Records from a data source:
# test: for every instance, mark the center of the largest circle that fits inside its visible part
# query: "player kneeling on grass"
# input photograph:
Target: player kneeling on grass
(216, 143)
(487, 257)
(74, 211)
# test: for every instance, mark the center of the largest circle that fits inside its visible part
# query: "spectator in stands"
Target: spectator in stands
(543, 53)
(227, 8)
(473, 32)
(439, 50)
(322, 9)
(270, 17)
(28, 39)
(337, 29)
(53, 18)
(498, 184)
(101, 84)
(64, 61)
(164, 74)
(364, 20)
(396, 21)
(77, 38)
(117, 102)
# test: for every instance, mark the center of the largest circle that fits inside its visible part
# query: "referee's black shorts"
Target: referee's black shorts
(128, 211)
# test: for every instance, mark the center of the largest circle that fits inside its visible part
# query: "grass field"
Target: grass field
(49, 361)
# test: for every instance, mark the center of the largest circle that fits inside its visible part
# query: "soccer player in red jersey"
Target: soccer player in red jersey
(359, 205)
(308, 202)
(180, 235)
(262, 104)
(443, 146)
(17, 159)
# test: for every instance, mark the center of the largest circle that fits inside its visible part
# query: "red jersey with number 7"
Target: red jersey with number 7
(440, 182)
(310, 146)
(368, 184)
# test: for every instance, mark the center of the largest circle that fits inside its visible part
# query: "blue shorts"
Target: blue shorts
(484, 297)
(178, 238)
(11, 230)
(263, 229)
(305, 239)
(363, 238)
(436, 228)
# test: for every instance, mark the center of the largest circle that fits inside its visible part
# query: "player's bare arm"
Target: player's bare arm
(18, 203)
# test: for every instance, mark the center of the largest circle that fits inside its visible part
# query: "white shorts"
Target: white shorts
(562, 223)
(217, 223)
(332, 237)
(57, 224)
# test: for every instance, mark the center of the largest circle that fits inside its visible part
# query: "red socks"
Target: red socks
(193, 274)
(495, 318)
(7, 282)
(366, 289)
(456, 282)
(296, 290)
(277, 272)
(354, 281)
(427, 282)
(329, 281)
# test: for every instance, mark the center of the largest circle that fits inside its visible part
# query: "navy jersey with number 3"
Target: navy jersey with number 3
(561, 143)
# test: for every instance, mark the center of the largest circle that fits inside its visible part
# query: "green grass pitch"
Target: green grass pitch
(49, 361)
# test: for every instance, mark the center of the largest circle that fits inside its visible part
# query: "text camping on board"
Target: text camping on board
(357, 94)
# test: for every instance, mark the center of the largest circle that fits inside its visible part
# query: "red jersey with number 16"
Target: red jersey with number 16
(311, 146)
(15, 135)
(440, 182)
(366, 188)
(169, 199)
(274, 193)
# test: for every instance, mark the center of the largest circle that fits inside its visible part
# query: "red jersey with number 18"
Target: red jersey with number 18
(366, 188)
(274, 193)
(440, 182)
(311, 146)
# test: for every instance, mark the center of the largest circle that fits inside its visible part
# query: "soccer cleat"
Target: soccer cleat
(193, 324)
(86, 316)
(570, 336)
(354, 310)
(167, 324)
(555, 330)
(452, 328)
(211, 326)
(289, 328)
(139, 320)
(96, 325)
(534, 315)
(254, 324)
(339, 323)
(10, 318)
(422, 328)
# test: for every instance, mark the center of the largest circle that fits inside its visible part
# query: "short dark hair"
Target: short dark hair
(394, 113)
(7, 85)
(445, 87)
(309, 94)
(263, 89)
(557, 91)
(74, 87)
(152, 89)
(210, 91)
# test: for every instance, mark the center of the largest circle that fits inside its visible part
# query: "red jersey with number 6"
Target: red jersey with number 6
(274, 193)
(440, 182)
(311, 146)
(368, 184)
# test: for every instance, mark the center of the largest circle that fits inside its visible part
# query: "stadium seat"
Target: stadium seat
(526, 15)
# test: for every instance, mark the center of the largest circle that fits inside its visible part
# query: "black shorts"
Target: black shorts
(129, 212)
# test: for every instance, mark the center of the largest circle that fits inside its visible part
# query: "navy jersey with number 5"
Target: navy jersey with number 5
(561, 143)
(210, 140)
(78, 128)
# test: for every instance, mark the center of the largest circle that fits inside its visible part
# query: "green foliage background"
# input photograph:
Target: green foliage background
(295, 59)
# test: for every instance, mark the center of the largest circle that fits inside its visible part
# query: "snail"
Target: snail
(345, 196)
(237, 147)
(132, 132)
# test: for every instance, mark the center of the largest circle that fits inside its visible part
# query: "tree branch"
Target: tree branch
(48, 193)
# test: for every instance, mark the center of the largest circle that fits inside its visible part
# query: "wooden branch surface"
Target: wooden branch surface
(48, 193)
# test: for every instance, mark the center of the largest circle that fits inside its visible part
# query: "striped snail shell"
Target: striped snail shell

Task directions
A copy of each line above that holds the word "striped" is the expected answer.

Exercise response
# query: "striped snail shell"
Target: striped snail shell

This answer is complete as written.